[Start of RECORD EXCERPTS]

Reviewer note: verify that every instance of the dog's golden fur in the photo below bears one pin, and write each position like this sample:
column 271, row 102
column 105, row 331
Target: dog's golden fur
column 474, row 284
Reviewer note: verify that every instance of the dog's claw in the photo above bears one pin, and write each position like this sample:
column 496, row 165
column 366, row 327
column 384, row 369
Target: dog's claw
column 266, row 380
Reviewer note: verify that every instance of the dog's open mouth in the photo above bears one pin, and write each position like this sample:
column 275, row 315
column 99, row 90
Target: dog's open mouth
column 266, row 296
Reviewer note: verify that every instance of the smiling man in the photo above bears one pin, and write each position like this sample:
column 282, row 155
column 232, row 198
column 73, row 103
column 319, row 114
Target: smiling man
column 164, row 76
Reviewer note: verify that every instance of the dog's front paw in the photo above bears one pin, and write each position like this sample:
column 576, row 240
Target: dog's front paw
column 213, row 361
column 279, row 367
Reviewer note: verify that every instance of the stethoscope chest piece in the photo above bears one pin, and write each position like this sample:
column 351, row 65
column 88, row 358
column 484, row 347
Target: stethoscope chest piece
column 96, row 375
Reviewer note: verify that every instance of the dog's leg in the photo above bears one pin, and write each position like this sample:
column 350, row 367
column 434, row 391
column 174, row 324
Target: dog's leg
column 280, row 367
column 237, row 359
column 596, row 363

[End of RECORD EXCERPTS]

= YOUR TASK =
Duplicate all of the material above word for word, from its first line through its last.

= RESULT OF THIS EXERCISE =
Reviewer note: verify that every instance of the dog's golden fur in the photo below bears one pin, and write each position like this sample:
column 271, row 102
column 105, row 331
Target: dog's golden fur
column 474, row 284
Reviewer note: verify that every instance of the dog's claw in the photo above bears one pin, and write each position like this sample:
column 496, row 165
column 366, row 327
column 384, row 369
Target: dog's claw
column 266, row 380
Reviewer note: verify that every instance of the dog's open mouth in the photo above bears one pin, and write each position like this sample:
column 275, row 315
column 99, row 90
Target: dog's open mouth
column 266, row 296
Reviewer note: verify that every instance of the smiling man in the photo above bears one pin, and write each position like this sample:
column 282, row 155
column 232, row 198
column 73, row 103
column 319, row 114
Target: smiling man
column 164, row 76
Reviewer note: verify that every instance of the dog's front paw in the photo above bears one pin, and write each position like this sample:
column 576, row 240
Target: dog's front paw
column 213, row 361
column 279, row 367
Reviewer note: verify that every instance of the stethoscope chest piece in the photo above bears one pin, and write each position like this sample:
column 351, row 65
column 88, row 358
column 484, row 347
Target: stethoscope chest piece
column 96, row 375
Reviewer note: verify that every instance of the dog's leg in the photo above bears one pin, and write each position like this sample:
column 350, row 367
column 434, row 391
column 174, row 324
Target: dog's leg
column 280, row 367
column 237, row 359
column 596, row 363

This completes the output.